===== MATERIAL PROVIDED =====
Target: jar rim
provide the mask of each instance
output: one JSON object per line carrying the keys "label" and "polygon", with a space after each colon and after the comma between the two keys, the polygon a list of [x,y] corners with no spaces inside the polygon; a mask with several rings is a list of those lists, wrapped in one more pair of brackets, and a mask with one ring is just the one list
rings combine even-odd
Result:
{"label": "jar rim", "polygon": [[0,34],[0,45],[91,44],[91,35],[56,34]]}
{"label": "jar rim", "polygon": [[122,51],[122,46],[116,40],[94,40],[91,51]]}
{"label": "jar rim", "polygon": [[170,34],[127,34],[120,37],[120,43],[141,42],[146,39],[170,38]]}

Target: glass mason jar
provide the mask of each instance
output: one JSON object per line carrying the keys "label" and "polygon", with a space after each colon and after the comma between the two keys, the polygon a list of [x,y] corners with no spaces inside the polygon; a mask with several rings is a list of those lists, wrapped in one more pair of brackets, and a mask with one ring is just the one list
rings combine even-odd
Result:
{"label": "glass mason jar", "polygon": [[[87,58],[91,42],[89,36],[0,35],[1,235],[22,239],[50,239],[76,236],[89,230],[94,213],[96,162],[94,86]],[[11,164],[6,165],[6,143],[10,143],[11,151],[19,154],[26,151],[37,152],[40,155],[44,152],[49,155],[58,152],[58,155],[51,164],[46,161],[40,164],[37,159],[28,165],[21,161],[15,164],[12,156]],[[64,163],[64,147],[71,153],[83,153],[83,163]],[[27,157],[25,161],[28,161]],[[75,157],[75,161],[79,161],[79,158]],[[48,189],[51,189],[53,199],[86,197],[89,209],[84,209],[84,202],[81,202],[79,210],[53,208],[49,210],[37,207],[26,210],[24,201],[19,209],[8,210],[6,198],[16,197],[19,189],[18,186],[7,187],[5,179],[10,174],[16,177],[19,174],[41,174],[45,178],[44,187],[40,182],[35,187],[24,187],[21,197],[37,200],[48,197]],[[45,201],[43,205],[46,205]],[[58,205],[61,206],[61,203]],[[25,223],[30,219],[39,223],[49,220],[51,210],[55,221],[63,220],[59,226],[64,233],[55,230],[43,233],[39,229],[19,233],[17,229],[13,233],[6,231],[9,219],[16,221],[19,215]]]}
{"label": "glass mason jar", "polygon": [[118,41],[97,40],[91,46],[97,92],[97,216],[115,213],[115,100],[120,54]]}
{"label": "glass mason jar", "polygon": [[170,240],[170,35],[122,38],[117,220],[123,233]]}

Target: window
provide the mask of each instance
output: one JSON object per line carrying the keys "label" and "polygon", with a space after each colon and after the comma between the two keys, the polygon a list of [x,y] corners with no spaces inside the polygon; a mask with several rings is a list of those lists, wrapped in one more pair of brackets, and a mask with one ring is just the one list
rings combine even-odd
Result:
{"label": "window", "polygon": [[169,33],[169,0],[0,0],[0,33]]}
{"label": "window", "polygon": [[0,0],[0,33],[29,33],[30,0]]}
=====
Reproduce every line of the listing above verbatim, with no changes.

Target: jar rim
provide the mask of each instance
output: one JSON object per line carrying the keys "label" and "polygon", with a space after each colon and after the comma between the two keys, the polygon a list of [x,y] corners with no spaces inside the polygon; a mask with several rings is a list of those lists, wrapped in one more pair of brackets, and a mask with one ring is just the one list
rings combine even-odd
Result:
{"label": "jar rim", "polygon": [[0,34],[0,45],[91,44],[91,35],[56,34]]}
{"label": "jar rim", "polygon": [[122,51],[122,46],[116,40],[94,40],[91,51]]}
{"label": "jar rim", "polygon": [[170,34],[127,34],[120,37],[120,43],[141,42],[146,39],[170,38]]}

Target: glass mason jar
provide the mask of each instance
output: one JSON object per line carrying the keys "label" and "polygon", with a space after each colon and after the comma between the two keys, the polygon a list of [x,y] corners with no spaces inside the polygon; a mask with several rings is a list of those lists, wrapped in one more pair of brackets, and a mask with one ring is just the one list
rings combine even-odd
Result:
{"label": "glass mason jar", "polygon": [[[87,58],[91,42],[89,36],[0,35],[1,235],[22,239],[50,239],[76,236],[89,230],[94,213],[96,162],[94,86]],[[11,164],[6,165],[6,143],[10,143],[11,151],[19,154],[26,151],[37,152],[40,155],[44,152],[49,155],[58,152],[58,155],[51,164],[46,161],[40,164],[37,159],[28,165],[21,161],[15,164],[12,156]],[[64,163],[64,147],[71,153],[83,153],[83,163]],[[27,157],[25,161],[28,161]],[[75,157],[75,161],[79,161],[79,158]],[[48,189],[51,189],[53,199],[86,197],[89,209],[84,209],[84,202],[81,202],[79,210],[53,208],[49,210],[37,207],[26,210],[24,201],[19,209],[8,210],[6,198],[16,197],[19,189],[18,186],[7,187],[5,179],[10,174],[16,177],[19,174],[41,174],[45,178],[44,187],[40,182],[35,187],[24,187],[21,197],[37,200],[48,197]],[[45,201],[43,205],[46,205]],[[58,205],[61,206],[61,203]],[[25,223],[30,219],[39,223],[49,220],[51,210],[55,221],[63,220],[59,226],[64,233],[55,230],[43,233],[39,229],[19,233],[17,229],[13,233],[6,231],[9,219],[16,221],[19,215]]]}
{"label": "glass mason jar", "polygon": [[118,41],[97,40],[91,46],[97,92],[97,216],[115,213],[115,100],[120,54]]}
{"label": "glass mason jar", "polygon": [[170,240],[170,35],[122,38],[117,220],[123,233]]}

Target: window
provide the mask of each instance
output: one JSON object per line carrying the keys "label" and "polygon", with a space after each colon and after the comma between the two keys, the polygon a list of [x,y] corners with no spaces inside the polygon; a mask with several rings is a list of those lists, wrapped in one more pair of brackets, and a mask with one ring is just the one list
rings combine even-odd
Result:
{"label": "window", "polygon": [[169,33],[169,0],[0,0],[0,33]]}
{"label": "window", "polygon": [[0,0],[0,33],[29,33],[30,0]]}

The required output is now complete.